• Goal of the exercise: Every entry in this listing should be written out exactly.

• Available data:
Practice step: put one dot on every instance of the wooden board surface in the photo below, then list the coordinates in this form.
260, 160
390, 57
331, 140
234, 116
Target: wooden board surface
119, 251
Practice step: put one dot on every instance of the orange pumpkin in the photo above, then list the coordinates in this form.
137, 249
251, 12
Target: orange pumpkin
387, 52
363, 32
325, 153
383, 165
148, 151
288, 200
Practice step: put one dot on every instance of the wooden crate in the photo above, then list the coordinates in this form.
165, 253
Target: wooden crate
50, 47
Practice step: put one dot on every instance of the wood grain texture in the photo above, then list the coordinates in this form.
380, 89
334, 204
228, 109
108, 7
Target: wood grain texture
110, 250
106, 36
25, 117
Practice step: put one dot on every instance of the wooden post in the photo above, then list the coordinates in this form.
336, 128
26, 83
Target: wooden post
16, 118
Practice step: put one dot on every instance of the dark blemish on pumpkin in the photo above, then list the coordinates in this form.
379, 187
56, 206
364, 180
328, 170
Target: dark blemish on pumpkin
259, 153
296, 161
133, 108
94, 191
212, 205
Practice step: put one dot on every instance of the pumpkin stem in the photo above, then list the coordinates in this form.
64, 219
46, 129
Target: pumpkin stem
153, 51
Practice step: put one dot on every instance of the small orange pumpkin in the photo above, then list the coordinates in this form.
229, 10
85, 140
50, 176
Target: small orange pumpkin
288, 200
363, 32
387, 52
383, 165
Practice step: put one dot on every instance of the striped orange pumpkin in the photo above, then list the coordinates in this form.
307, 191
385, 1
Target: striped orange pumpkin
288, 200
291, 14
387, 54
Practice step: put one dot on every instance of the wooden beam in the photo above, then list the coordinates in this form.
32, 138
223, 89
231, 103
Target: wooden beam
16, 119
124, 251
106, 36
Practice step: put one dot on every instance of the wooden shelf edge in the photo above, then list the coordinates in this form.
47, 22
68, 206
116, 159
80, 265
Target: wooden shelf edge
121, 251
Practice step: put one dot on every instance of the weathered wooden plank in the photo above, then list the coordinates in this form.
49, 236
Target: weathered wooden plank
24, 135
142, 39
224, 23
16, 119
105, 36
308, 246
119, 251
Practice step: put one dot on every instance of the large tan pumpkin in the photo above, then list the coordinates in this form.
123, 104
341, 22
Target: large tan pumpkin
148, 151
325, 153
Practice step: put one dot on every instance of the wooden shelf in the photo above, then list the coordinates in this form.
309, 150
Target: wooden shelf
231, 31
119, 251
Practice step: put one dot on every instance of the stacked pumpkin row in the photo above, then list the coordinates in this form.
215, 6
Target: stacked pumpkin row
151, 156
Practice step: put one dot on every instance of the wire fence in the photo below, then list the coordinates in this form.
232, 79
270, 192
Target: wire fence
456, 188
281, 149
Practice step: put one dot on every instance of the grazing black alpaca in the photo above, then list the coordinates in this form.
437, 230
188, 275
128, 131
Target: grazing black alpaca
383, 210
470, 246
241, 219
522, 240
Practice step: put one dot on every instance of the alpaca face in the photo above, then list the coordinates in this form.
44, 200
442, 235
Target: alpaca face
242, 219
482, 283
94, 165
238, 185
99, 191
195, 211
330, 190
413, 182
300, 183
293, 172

• Response to the task:
Practice step: put one dot on every instance of the wooden board surface in the photo below, then list the coordinates in this form.
260, 160
390, 57
331, 140
234, 116
Target: wooden board surface
119, 251
Practice step: put one dot on every instance of the orange pumpkin in the photo above, then list the coordinates in this form.
137, 249
251, 12
Target: orange pumpkin
387, 52
363, 32
325, 153
383, 165
148, 151
288, 200
Practice step: put one dot on every instance of the wooden crate in the photo above, then list the coordinates in this form.
165, 253
Target: wooden crate
50, 47
Practice step: put one dot on every instance of the wood grain texture in the photo above, then list the coordinates in this form.
380, 89
334, 204
228, 109
108, 7
Target: wood grain texture
110, 250
106, 36
25, 117
Practice step: put one dot on every instance of the wooden post in the photo above, then list the coordinates in this form.
336, 128
26, 83
Target: wooden post
16, 118
Practice step: put one dot on every instance of the dark blemish on pumpkin in the photo above, then list the coordinates in this form.
379, 187
56, 206
364, 180
328, 170
Target: dark blemish on pumpkin
259, 153
296, 161
133, 108
94, 191
212, 205
Practice step: put one dot on every instance of the pumpkin stem in the photo above, then list the coordinates in this form.
64, 219
46, 129
Target: pumpkin stem
153, 51
Practice step: put one dot on every instance of the small orange pumpkin in the photo above, then list the coordinates in this form.
229, 10
85, 140
50, 176
Target: small orange pumpkin
288, 200
363, 32
387, 52
383, 165
Practice step: put one dot on every instance of the striped orange pumpkin in the photo above, then list the coordinates in this form.
307, 191
385, 1
Target: striped orange pumpkin
288, 200
291, 14
387, 54
Practice step: put one dot on every instance of the wooden beam in the photo above, then list the coordinates in this form.
32, 138
223, 89
231, 103
Target: wooden beam
16, 119
124, 251
106, 36
Practice step: put one dot on every instance of the wooden shelf edge in the photo above, then list the coordinates in this form.
47, 22
68, 206
116, 159
80, 265
Target: wooden shelf edge
121, 251
Practice step: put one dot on every instance of the weathered wooden plank in the photo above, then list the coordinates in this form.
49, 236
Target: weathered wooden plank
24, 135
142, 39
224, 23
16, 119
105, 36
308, 246
119, 251
Practice step: put one dot on every instance of the large tan pumpkin in the photo above, then list the coordinates in this form.
123, 104
341, 22
Target: large tan pumpkin
148, 151
325, 153
Practice step: put one dot on every instance of the wooden shelf in the photo above, then list the coordinates in this form.
309, 150
Target: wooden shelf
231, 31
119, 251
Practice step: put one dot on every instance of the stacked pumpkin row in the photo above, then list the coordinates in this form.
215, 6
Target: stacked pumpkin row
151, 156
Practice step: put one dot on every instance of the wire fence in the photo below, then list the coordinates in this form.
232, 79
270, 192
Target: wire fence
456, 188
281, 149
Practice step: put one dot on every instance of the grazing black alpaca in the photo above, then list the coordinates in this form.
437, 230
188, 275
128, 131
Target: grazing black alpaca
383, 210
470, 246
241, 219
522, 240
Practice step: put one dot on every instance of the alpaca face in the photo above, then list the coordinates in this form.
44, 200
442, 235
Target: alpaca face
242, 219
482, 283
94, 165
238, 185
99, 191
195, 211
330, 190
413, 182
300, 183
293, 172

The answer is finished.